SELECTED EXCERPT:
Privacy Compliance for US Nonprofits re: Europe’s GDPR and California’s CCPA
Nonprofit organizations in the United States collecting personal data on donors, prospective donors, employees, website visitors and others need to be closely following the new privacy laws in order to ensure that they do not run afoul of regulators. With the EU GDPR in effect since May 2018, the California Consumer Privacy Act (CCPA) scheduled to take effect in 2020 and the prospect of a new federal privacy law coming out of Congress in the next few years, nonprofits need to have an understanding of their data collection, usage and sharing to establish legal compliance and offer transparency to people giving them their personal information.
General Data Protection Regulation (GDPR)
The European Union’s new privacy law, GDPR, applies to nonprofit organizations in the same fashion as it applies to businesses. If a nonprofit in the United States is collecting information on residents of the European Union (whether as donors, employees or website visitors), then it needs to make an effort towards GDPR compliance. The one area where GDPR will not apply to the same extent as a large corporations is the Records of Processing Activity required by Article 30, which provide an exclusion for organizations employing fewer than 250 persons that are not carrying out high risk activities (as specified in the exemption).
Otherwise, nonprofit organizations are required to take the same steps as a corporation to establish a lawful basis for processing, provide adequate transparency to data subjects, offer the data subject access rights, and the other components of GDPR.

MATERIAL:
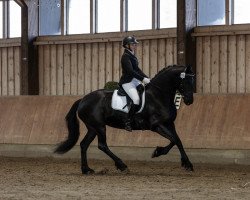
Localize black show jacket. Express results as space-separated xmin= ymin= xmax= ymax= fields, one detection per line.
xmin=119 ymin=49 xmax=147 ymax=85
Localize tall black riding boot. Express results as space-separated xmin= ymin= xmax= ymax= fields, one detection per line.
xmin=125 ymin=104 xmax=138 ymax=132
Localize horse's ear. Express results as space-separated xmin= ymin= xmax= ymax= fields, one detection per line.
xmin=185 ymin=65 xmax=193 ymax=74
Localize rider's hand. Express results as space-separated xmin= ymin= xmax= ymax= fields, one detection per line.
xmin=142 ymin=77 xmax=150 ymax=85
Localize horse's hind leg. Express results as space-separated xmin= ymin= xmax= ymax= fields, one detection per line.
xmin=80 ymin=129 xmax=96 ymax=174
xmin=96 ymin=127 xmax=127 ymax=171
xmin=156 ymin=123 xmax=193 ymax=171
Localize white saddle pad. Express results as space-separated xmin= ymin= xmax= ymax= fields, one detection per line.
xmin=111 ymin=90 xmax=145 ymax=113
...
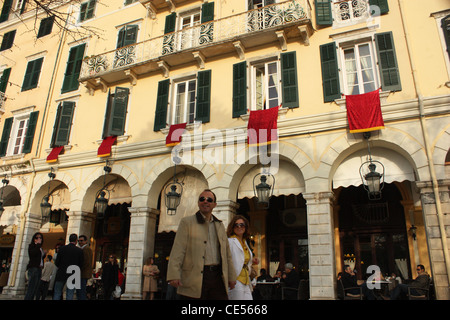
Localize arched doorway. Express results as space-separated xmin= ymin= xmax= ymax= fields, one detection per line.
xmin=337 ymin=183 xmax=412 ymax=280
...
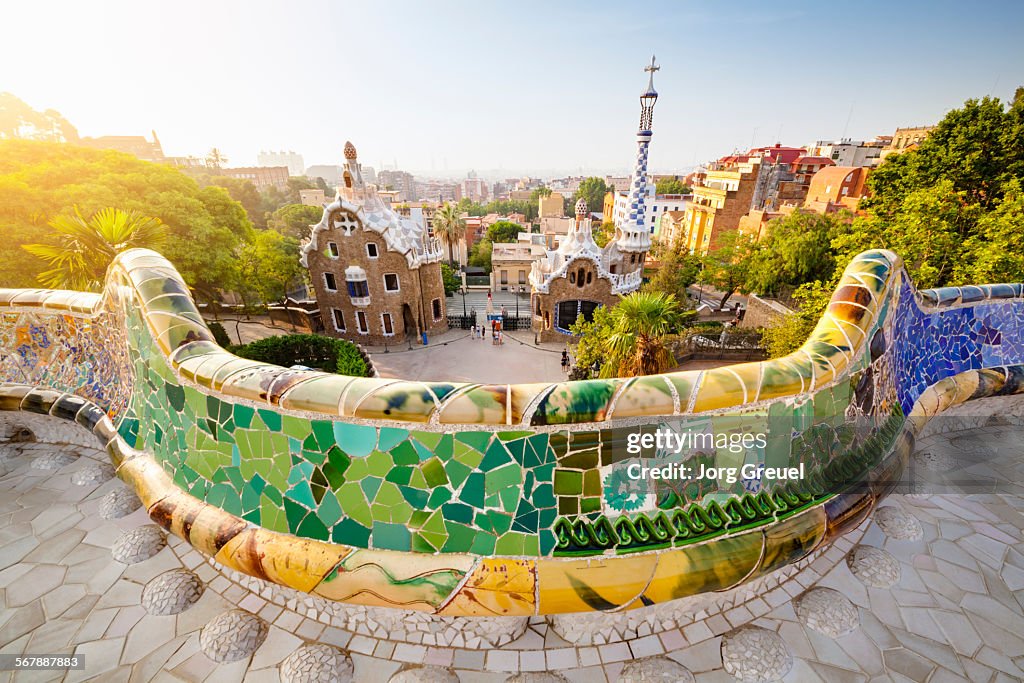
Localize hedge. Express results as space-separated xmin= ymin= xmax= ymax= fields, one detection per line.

SET PROBLEM 1: According to the article on nonprofit privacy compliance, since when has the EU GDPR been in effect?
SET PROBLEM 2:
Does the article on nonprofit privacy compliance support each statement? Answer yes or no for each, quoting the words from the article that decide it.
(a) The California Consumer Privacy Act was scheduled to take effect in 2020.
(b) GDPR applies to nonprofits differently than it applies to businesses.
(c) The Article 30 exclusion covers organizations employing fewer than 500 persons.
The listing has nothing to do with these tasks.

WRITTEN ANSWER 1: Since May 2018.

WRITTEN ANSWER 2:
(a) Yes: "the California Consumer Privacy Act (CCPA) scheduled to take effect in 2020"
(b) No: "applies to nonprofit organizations in the same fashion as it applies to businesses"
(c) No: "organizations employing fewer than 250 persons"